Records for this task >>
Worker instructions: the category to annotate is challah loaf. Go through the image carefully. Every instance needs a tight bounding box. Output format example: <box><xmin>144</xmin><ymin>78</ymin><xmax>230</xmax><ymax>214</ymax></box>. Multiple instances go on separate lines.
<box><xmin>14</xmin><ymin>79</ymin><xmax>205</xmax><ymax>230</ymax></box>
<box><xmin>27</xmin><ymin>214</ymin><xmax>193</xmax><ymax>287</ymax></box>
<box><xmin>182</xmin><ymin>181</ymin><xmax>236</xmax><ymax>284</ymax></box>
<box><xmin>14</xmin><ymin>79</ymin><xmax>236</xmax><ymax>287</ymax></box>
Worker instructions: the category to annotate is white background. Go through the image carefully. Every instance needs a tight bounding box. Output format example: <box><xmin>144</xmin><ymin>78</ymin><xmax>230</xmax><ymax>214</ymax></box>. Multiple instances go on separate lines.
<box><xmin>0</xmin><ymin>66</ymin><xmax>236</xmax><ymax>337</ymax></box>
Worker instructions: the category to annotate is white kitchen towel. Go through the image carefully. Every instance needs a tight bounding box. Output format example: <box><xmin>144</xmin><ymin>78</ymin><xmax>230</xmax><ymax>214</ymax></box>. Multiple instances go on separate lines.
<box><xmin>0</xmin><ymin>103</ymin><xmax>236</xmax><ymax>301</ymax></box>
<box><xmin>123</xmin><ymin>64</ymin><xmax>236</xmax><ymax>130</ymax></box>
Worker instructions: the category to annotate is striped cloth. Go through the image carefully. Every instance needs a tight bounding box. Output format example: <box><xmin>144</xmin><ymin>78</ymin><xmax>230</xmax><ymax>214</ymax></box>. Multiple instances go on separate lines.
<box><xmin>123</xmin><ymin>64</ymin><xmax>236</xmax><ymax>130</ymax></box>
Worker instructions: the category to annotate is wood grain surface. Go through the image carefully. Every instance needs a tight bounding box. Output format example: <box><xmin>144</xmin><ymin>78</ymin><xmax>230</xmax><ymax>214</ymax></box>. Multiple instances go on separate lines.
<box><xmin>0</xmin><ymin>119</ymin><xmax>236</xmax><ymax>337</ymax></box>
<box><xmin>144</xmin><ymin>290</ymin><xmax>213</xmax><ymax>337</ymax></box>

What to produce >>
Reproduce all of the material above word for word, line by line, in the same order.

Exercise answer >>
Worker instructions: the category to annotate is challah loaf. Go through the image carefully. Every instance needs a tight bounding box. Output format example: <box><xmin>144</xmin><ymin>78</ymin><xmax>230</xmax><ymax>214</ymax></box>. Multiple instances go on separate lines.
<box><xmin>14</xmin><ymin>79</ymin><xmax>205</xmax><ymax>230</ymax></box>
<box><xmin>27</xmin><ymin>214</ymin><xmax>193</xmax><ymax>287</ymax></box>
<box><xmin>182</xmin><ymin>181</ymin><xmax>236</xmax><ymax>284</ymax></box>
<box><xmin>14</xmin><ymin>79</ymin><xmax>236</xmax><ymax>287</ymax></box>
Worker instructions: the category to annotate is white background. Go through the image carefully. Every instance needs a tight bounding box. Output format example: <box><xmin>144</xmin><ymin>78</ymin><xmax>230</xmax><ymax>214</ymax></box>. Multiple instances go on separate lines.
<box><xmin>0</xmin><ymin>66</ymin><xmax>236</xmax><ymax>337</ymax></box>
Worker instructions: the category to annotate is white kitchen towel. Go through the image carefully. Every instance needs a tight bounding box. Output format example: <box><xmin>144</xmin><ymin>78</ymin><xmax>230</xmax><ymax>214</ymax></box>. Multiple instances go on separate lines.
<box><xmin>0</xmin><ymin>103</ymin><xmax>236</xmax><ymax>301</ymax></box>
<box><xmin>123</xmin><ymin>64</ymin><xmax>236</xmax><ymax>130</ymax></box>
Worker instructions: the category to annotate is striped cloth. Go through the image carefully. Every instance needs a tight bounding box. Output format example: <box><xmin>144</xmin><ymin>78</ymin><xmax>230</xmax><ymax>214</ymax></box>. Multiple instances go on separate lines.
<box><xmin>123</xmin><ymin>64</ymin><xmax>236</xmax><ymax>130</ymax></box>
Worker instructions: the category to annotate is wood grain surface. Go through the image carefully. Every instance needs a tight bounding box. Output format example: <box><xmin>144</xmin><ymin>78</ymin><xmax>230</xmax><ymax>214</ymax></box>. Multiple instances go on separate lines.
<box><xmin>0</xmin><ymin>119</ymin><xmax>236</xmax><ymax>337</ymax></box>
<box><xmin>144</xmin><ymin>290</ymin><xmax>213</xmax><ymax>337</ymax></box>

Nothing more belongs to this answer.